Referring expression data
========================================================================
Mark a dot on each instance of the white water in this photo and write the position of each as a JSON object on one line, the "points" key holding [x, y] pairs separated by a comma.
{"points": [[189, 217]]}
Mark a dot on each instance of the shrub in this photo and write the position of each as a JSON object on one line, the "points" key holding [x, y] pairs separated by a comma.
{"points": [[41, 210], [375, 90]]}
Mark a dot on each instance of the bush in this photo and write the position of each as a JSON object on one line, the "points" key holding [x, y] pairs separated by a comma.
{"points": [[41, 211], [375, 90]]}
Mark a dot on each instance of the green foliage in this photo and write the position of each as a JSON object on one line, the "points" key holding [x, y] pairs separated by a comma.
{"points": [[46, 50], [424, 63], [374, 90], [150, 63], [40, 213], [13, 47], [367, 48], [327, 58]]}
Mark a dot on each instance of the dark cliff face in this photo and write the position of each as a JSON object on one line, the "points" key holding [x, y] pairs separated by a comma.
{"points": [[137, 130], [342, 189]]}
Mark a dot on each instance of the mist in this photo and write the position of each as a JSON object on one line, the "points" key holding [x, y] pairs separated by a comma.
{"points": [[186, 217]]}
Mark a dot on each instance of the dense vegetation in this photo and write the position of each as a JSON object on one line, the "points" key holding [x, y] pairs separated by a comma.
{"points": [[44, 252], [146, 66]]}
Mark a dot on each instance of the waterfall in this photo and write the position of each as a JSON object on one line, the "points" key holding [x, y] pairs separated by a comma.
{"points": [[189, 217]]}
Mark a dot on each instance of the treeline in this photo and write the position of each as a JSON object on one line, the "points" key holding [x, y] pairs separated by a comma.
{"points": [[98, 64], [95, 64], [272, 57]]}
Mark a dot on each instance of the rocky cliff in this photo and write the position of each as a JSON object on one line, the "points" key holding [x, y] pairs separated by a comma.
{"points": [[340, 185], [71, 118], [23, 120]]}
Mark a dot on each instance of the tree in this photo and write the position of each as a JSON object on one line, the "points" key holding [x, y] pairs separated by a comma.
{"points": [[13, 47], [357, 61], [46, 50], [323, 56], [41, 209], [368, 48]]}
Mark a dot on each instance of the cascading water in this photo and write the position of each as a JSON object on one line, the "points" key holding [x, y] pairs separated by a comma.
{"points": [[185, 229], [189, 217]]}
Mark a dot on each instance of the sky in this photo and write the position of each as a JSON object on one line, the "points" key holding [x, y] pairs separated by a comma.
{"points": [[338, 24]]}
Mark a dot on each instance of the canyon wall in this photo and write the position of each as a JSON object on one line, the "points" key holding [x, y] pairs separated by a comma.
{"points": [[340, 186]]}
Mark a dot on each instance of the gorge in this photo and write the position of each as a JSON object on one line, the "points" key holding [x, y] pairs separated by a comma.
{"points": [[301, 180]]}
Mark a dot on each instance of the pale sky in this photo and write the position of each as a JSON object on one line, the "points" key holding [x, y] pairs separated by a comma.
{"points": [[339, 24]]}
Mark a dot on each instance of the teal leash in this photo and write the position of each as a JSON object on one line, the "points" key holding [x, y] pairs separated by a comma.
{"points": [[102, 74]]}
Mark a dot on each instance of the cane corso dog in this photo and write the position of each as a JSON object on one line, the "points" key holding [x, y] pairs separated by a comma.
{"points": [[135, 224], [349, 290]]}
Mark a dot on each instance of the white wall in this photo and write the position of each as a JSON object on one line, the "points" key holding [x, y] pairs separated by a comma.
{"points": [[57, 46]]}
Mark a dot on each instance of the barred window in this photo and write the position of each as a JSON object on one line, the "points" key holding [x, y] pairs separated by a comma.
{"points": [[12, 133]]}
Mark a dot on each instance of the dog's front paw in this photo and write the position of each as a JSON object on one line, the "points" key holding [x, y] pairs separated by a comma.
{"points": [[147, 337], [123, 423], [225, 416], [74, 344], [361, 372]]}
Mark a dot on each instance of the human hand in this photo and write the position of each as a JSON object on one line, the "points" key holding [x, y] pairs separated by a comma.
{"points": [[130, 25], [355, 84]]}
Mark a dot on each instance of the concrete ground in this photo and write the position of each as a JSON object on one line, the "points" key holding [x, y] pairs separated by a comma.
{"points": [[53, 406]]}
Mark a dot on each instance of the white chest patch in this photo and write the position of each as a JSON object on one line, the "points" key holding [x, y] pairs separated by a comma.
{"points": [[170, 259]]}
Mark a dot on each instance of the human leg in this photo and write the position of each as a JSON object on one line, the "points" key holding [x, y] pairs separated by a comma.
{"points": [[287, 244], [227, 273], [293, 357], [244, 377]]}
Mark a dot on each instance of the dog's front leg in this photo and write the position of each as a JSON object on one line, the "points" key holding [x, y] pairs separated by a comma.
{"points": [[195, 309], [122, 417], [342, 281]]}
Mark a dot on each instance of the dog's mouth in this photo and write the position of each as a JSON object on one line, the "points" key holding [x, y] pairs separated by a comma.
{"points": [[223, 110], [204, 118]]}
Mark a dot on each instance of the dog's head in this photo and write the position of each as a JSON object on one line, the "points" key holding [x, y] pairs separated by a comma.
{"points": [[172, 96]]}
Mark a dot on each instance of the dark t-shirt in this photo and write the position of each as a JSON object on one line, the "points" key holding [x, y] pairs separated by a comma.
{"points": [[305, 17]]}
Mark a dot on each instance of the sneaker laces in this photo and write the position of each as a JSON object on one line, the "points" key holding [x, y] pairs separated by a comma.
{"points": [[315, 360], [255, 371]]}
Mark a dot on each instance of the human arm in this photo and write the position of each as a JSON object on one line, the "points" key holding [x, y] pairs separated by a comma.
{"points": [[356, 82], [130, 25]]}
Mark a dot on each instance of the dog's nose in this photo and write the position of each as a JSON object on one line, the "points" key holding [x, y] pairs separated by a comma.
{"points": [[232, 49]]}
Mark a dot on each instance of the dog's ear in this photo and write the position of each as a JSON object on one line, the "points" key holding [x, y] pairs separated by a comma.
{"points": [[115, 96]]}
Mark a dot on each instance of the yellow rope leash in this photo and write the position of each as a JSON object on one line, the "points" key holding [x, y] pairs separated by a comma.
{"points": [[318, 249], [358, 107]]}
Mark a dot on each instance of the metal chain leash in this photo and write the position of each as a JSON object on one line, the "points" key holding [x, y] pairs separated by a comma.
========================================================================
WHAT IS BEING ASKED: Please type the entries above out again exactly.

SOLUTION TO THIS PROBLEM:
Mark a dot on each instance of the white water in this photo and write the position of each as a JSON object on one line, the "points" key holding [x, y] pairs separated by a comma.
{"points": [[189, 217]]}
Mark a dot on each instance of the shrub in this photo and write the position of each as a JSON object on one line, the "points" key holding [x, y] pairs separated by a comma.
{"points": [[41, 210], [375, 90]]}
Mark a dot on each instance of the bush in this photo and write the position of each as a JSON object on one line, the "points" key holding [x, y] pairs separated by a comma.
{"points": [[41, 211], [375, 90]]}
Mark a dot on each instance of the green foliage in this photo and write the position of each as a JSON object on one line, the "points" key holding [x, y] pairs separated by a comma.
{"points": [[46, 50], [424, 63], [374, 90], [150, 63], [40, 213], [13, 47], [367, 48], [327, 58]]}
Mark a dot on each instance of the dark cliff face in this photo and write the position of each as a JSON object on one line, the "points" key holding [x, y] pairs separated by a comma.
{"points": [[137, 130], [342, 189]]}
Mark a dot on each instance of the mist in this photo and write the position of each as a JSON object on one line, the "points" key holding [x, y] pairs separated by a comma.
{"points": [[186, 217]]}
Mark a dot on each instance of the dense vegetation in this photo and write the position of each as a JSON object on one line, the "points" key holding [x, y] pairs separated by a comma.
{"points": [[44, 252], [146, 66]]}
Mark a dot on each instance of the waterfall in this photo and write the position of each as a JSON object on one line, the "points" key holding [x, y] pairs separated by a comma.
{"points": [[189, 217]]}
Mark a dot on each instance of the treeline in this photo and write the position of each as a JSON object on one line, the "points" key holding [x, y] pairs separated by a comma.
{"points": [[98, 64], [95, 64], [272, 57]]}
Mark a dot on each instance of the rocky cliff in this photo and write the position of each as a JSON object on one line, the "points" key holding [x, y] pairs separated by a comma.
{"points": [[340, 185], [71, 118], [23, 120]]}
Mark a dot on each instance of the tree in this photo and write the position of each as a JSON object on one line, the "points" key holding [x, y] pairs separated by a comma.
{"points": [[13, 47], [357, 61], [46, 50], [323, 56], [41, 209], [368, 48]]}
Mark a dot on each instance of the cascading water in this photo and write the position of each as a JSON object on one line, the "points" key holding [x, y] pairs separated by a comma.
{"points": [[185, 229], [189, 217]]}
Mark a dot on each instance of the sky in this photo and write the position of each as a JSON object on one line, the "points" key holding [x, y] pairs separated by a comma.
{"points": [[338, 24]]}
Mark a dot on each instance of the canyon wall in this photo and write the position of each as a JSON object on one line, the "points" key holding [x, y] pairs separated by a comma.
{"points": [[340, 186]]}
Mark a dot on each instance of the gorge in this photo and write the position of each as a JSON object on one line, the "points" key holding [x, y] pairs separated by a comma.
{"points": [[301, 180]]}
Mark a dot on each instance of the pale sky in this photo and write the position of each as a JSON object on one line, the "points" key holding [x, y] pairs separated by a comma.
{"points": [[339, 24]]}
Mark a dot on each instance of the teal leash in this photo and write the position of each as a JSON object on one line, the "points" key holding [x, y] pairs separated by a comma.
{"points": [[102, 74]]}
Mark a dot on each instance of the cane corso dog in this photo and write the position of each as a JSON object on one line, the "points" key holding [x, y] pairs separated by a comma.
{"points": [[135, 224], [349, 290]]}
Mark a dot on each instance of the white wall in this photo and write the position of each as a JSON object on one line, the "points" key holding [x, y] pairs separated by a comma.
{"points": [[57, 46]]}
Mark a dot on each instance of the barred window in this photo and write the position of each as a JSON object on one line, the "points" key holding [x, y] pairs separated by a comma.
{"points": [[12, 133]]}
Mark a dot on each instance of the dog's front paw in this photo and write the position of each as a JSON object on one line, the "points" key holding [x, y] pairs separated by a comma.
{"points": [[147, 337], [123, 423], [225, 416], [74, 344], [361, 372]]}
Mark a dot on each instance of the human hand in this photo and write the position of each as a JSON object on one line, the "points" key holding [x, y] pairs separated by a comma.
{"points": [[130, 25], [355, 84]]}
Mark a dot on each instance of the concrete ground in this photo and write the position of each as a JSON object on one line, the "points" key holding [x, y] pairs separated by a comma.
{"points": [[53, 406]]}
Mark a dot on each instance of the white chest patch in this photo and write the position of each as a JSON object on one line, the "points" key holding [x, y] pairs separated by a comma.
{"points": [[170, 259]]}
Mark a dot on each instance of the human leg in this photo and write the position of each as a JSON object on one line, the "points" key holding [x, y] pairs separated by a comma.
{"points": [[287, 244], [227, 273], [293, 357], [244, 377]]}
Mark a dot on each instance of the dog's front leg in this photo and write the position of each as a JSON object on one line, the "points" key holding [x, y] pairs separated by a comma.
{"points": [[195, 309], [122, 417], [342, 281]]}
Mark a dot on each instance of the dog's mouth in this photo and write the position of each as a JSON object on one line, the "points" key holding [x, y] pairs separated by a comma.
{"points": [[223, 110], [204, 118]]}
Mark a dot on each instance of the dog's head in this photo and write the position of each as a JSON object on one line, the "points" key holding [x, y] pairs separated by a comma.
{"points": [[172, 96]]}
Mark a dot on each instance of the dark t-shirt in this photo and write the position of each as a JSON object on one line, the "points" key holding [x, y] pairs separated by a comma.
{"points": [[305, 17]]}
Mark a dot on each instance of the sneaker laces in this photo and write the position of each as a JSON object on one line, the "points" key holding [x, y] pairs separated by a comma.
{"points": [[315, 360], [255, 371]]}
Mark a dot on each instance of the human arm in this photo and write the position of each as a JSON object on one line, the "points" key holding [x, y] pairs separated by a comma.
{"points": [[356, 82], [130, 25]]}
Mark a dot on each instance of the dog's nose in this photo and write the position of each as a JSON object on one line, the "points" key holding [x, y] pairs separated by a comma.
{"points": [[232, 49]]}
Mark a dot on each instance of the dog's ear in this photo and write the position of each as a JSON object on one line, the "points" key holding [x, y] pairs separated by a comma.
{"points": [[115, 96]]}
Mark a dot on each instance of the yellow rope leash in this photo and write the position of each as a JSON object on one line, the "points" key holding [x, y] pairs separated by a comma.
{"points": [[318, 249], [358, 107]]}
Mark a dot on each instance of the metal chain leash in this photo and write the position of each as a JSON object on one line, the "points" key holding [x, y] pairs separated by a comma.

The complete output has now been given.